## Exercise directions
Count the lines below that contain the word "grateful", and reply with only the number.

**** Records for the task

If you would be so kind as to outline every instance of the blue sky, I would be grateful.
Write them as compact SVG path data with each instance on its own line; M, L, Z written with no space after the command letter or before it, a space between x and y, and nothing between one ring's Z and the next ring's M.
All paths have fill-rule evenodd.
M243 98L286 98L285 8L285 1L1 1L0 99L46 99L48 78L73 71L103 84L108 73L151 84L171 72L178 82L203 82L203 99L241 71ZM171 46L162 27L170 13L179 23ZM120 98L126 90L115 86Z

********
**** Records for the task

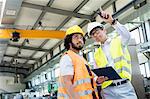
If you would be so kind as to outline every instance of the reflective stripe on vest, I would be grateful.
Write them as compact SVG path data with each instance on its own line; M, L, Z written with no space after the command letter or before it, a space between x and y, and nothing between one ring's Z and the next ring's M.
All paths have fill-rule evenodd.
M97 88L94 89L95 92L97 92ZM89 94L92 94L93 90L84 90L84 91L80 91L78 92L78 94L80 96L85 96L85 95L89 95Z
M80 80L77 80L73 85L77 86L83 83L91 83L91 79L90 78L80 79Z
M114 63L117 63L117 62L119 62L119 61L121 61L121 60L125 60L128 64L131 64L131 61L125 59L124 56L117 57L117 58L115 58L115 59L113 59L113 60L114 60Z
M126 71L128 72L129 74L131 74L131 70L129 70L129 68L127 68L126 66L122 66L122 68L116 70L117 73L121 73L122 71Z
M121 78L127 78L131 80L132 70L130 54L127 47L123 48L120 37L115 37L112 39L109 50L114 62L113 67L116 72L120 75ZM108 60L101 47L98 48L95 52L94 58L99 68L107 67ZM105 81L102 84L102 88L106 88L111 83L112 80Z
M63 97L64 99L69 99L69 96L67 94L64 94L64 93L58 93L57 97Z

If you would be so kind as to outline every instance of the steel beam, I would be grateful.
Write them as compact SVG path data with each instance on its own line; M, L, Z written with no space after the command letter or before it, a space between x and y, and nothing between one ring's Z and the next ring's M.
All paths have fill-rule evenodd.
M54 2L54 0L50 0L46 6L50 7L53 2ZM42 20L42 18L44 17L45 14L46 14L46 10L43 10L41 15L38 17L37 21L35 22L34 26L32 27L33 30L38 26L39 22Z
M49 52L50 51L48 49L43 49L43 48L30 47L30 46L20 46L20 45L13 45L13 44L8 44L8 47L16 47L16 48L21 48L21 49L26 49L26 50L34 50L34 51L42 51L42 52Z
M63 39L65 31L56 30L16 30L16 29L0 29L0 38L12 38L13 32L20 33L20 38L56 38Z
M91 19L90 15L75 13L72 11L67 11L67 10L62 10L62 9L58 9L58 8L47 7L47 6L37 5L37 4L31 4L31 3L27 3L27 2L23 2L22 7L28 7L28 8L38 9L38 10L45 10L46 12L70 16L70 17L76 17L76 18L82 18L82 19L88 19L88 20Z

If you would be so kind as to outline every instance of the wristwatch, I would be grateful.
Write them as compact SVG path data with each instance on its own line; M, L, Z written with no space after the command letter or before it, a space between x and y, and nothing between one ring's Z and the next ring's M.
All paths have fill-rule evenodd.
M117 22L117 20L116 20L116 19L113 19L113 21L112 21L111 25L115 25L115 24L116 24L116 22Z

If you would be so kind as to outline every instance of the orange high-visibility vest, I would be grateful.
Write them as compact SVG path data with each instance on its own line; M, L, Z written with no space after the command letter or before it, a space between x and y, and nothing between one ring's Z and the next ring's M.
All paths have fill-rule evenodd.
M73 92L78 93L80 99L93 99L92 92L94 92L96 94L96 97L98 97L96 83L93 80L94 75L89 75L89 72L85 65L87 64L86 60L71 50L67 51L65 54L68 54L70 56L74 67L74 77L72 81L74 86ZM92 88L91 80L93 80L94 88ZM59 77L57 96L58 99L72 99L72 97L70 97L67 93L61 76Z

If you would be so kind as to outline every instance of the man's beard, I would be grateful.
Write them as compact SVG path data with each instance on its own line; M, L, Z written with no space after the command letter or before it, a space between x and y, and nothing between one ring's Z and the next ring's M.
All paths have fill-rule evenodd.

********

## Written response
6